Brief = Return only the lines starting at the line that contains "Could you point out the tall" and ending with the final line of the listing; include both endpoints.

Given records =
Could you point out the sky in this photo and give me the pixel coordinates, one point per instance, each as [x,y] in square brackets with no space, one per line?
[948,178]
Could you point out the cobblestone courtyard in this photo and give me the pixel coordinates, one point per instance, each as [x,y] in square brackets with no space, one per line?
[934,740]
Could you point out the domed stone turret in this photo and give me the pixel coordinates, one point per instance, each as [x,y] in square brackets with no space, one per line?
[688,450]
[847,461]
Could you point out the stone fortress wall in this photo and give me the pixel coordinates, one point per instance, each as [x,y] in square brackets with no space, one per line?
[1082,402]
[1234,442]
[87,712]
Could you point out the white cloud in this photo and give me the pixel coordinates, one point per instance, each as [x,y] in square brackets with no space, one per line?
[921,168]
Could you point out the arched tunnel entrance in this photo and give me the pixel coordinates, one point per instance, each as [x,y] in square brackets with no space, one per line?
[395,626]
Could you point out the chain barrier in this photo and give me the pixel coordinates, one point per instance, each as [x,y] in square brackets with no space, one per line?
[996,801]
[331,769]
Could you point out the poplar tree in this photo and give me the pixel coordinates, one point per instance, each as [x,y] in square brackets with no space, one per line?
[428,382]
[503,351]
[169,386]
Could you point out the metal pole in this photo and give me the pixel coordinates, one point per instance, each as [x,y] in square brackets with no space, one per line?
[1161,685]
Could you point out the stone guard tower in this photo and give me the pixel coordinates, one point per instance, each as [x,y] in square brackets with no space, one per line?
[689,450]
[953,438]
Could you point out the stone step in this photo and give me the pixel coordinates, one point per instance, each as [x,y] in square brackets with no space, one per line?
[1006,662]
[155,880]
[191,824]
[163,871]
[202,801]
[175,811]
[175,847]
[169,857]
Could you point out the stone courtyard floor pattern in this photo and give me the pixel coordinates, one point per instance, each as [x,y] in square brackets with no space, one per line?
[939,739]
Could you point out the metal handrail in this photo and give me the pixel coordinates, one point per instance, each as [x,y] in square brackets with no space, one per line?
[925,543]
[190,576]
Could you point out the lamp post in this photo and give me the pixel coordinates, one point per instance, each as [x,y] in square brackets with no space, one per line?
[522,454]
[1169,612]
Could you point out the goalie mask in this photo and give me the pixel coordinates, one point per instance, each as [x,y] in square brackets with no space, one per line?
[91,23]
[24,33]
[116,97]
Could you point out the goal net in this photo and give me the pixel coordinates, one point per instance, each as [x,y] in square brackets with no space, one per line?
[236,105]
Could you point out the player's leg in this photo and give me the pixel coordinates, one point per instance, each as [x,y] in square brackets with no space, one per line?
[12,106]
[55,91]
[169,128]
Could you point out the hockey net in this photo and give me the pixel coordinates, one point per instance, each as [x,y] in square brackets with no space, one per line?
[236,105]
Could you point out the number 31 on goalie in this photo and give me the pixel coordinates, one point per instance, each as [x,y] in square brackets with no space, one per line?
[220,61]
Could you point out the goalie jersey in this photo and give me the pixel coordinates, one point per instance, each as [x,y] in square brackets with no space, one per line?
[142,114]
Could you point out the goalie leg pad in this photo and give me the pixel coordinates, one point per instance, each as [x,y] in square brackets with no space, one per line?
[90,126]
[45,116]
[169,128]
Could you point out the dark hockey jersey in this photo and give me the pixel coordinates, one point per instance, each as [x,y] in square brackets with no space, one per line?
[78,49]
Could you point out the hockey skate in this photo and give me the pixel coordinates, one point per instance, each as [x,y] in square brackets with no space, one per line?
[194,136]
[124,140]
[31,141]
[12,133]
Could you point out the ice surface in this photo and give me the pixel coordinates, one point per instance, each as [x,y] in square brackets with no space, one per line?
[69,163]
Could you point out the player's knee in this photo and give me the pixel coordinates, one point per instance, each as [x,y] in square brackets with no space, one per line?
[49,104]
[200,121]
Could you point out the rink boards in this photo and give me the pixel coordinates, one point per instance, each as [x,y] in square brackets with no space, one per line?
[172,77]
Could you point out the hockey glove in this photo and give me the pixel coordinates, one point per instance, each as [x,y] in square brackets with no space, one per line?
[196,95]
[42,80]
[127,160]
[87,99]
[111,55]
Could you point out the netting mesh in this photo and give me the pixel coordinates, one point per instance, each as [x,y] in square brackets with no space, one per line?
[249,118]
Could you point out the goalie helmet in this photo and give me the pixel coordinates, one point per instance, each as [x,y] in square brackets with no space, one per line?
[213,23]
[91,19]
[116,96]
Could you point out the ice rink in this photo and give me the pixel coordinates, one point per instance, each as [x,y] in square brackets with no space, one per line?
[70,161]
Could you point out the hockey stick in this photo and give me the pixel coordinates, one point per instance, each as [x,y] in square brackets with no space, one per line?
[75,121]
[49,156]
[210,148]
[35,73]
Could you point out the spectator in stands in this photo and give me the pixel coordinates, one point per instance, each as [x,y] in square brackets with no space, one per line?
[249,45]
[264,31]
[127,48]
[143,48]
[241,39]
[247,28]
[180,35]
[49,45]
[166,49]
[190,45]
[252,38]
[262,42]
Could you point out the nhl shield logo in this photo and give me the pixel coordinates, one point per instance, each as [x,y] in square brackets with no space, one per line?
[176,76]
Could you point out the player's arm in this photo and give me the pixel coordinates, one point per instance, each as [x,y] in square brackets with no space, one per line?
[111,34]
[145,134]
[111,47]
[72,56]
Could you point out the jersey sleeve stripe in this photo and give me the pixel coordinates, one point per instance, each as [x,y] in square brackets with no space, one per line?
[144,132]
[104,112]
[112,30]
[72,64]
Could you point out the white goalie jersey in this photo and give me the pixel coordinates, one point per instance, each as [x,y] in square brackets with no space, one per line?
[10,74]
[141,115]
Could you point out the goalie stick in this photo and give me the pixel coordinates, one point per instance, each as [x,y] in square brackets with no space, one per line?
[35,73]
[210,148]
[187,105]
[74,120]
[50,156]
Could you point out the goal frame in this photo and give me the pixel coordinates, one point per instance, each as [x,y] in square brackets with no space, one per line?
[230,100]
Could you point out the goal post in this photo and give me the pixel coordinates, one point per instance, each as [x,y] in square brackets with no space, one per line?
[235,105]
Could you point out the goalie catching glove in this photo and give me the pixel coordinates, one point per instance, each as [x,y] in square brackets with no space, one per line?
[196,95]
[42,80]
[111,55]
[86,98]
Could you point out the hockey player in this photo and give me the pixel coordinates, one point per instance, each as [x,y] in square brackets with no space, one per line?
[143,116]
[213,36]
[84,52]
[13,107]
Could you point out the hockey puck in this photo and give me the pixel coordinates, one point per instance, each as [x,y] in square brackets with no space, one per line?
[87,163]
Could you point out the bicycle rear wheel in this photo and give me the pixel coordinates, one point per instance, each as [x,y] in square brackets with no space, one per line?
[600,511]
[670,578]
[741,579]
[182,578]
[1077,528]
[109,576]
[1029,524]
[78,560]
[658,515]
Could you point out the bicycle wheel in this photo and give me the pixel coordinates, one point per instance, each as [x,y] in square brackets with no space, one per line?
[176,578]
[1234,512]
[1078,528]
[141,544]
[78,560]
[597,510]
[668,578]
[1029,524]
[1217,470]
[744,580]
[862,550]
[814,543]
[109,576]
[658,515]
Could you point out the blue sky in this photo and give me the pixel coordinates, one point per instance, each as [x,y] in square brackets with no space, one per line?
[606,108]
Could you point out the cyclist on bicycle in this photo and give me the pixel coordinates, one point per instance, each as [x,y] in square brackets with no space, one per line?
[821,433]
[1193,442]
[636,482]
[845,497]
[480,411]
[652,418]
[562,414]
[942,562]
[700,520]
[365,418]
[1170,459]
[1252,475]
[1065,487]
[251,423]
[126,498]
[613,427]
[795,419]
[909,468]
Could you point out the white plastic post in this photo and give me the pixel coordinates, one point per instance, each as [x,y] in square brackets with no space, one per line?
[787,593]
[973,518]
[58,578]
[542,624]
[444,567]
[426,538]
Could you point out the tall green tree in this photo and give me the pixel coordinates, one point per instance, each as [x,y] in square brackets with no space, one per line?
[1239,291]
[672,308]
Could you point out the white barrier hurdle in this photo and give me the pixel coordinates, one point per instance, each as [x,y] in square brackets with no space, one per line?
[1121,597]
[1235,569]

Solution to the problem =
Could you point out the tall green tree in this photo and give me the pixel coordinates, one point per instance, each as [x,y] in square brackets with no space, one per line?
[1239,291]
[672,308]
Could you point out the white barrier hurdle in this photo and give me the pixel coordinates, one point per instance, each as [x,y] in square brackets with no space, one per line?
[1121,597]
[1235,569]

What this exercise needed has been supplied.